### RAW DATA
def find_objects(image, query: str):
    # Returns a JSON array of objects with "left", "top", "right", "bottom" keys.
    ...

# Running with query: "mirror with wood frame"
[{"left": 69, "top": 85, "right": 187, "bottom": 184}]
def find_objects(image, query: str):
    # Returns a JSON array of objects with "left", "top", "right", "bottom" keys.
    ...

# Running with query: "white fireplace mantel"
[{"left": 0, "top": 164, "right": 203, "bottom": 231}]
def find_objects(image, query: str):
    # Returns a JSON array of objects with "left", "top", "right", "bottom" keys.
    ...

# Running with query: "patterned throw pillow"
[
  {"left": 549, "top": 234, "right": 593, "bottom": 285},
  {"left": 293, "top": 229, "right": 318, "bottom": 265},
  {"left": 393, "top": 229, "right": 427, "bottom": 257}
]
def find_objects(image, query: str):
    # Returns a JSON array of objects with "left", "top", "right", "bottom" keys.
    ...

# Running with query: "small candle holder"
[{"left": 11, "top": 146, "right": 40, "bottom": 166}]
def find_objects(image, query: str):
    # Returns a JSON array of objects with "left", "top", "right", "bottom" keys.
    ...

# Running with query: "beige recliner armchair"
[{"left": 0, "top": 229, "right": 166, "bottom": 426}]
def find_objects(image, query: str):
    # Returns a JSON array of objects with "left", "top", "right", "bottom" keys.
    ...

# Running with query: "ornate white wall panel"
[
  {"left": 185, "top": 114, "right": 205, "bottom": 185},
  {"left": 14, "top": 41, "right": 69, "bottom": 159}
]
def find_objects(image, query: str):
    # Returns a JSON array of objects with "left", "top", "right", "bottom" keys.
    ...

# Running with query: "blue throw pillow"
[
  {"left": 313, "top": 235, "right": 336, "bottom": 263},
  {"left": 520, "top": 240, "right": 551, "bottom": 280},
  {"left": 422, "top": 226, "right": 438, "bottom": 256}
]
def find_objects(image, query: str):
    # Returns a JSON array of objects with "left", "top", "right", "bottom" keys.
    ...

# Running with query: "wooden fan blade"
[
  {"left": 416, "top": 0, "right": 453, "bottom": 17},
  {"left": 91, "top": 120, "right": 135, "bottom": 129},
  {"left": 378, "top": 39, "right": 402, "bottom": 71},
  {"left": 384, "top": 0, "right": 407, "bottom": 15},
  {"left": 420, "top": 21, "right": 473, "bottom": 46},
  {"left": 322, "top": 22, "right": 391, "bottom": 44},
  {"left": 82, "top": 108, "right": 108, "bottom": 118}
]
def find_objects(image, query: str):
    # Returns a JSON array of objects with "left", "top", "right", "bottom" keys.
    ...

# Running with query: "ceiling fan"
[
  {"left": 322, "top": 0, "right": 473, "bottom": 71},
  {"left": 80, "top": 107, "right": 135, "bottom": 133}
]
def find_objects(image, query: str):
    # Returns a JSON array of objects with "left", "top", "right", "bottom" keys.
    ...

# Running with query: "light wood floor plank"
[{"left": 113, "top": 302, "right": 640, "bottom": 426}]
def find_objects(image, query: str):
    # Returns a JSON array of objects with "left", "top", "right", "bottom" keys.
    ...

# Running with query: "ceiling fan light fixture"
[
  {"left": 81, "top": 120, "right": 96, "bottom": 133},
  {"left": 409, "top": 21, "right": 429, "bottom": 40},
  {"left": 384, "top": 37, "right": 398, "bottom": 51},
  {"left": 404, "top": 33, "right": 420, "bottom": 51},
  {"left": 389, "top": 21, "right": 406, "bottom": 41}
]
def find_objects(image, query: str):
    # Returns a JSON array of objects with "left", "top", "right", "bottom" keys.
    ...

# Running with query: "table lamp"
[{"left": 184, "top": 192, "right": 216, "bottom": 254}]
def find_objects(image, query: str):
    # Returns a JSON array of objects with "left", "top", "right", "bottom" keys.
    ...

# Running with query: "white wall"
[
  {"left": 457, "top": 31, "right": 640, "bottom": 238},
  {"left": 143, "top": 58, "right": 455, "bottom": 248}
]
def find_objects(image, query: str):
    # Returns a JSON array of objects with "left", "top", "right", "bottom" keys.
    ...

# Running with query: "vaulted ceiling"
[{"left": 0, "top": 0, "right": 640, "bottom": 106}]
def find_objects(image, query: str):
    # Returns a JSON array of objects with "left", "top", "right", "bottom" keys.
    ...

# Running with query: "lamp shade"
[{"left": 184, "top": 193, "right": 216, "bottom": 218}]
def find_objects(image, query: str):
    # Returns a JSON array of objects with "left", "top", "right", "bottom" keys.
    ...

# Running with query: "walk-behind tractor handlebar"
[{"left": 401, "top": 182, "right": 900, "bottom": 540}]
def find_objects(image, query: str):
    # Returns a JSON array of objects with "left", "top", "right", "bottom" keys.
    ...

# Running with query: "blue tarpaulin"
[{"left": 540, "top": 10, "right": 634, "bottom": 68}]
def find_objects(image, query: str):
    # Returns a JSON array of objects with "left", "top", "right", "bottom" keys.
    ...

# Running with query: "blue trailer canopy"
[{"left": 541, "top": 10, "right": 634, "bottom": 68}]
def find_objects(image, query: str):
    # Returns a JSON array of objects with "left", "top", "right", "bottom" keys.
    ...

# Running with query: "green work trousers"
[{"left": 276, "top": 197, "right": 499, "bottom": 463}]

### YOUR OBJECTIVE
Find every line in the records above that contains the word "blue" and copy each one.

### EXERCISE OUTPUT
# Running with query: "blue throw pillow"
# Running with query: "blue tarpaulin"
# Running with query: "blue trailer canopy"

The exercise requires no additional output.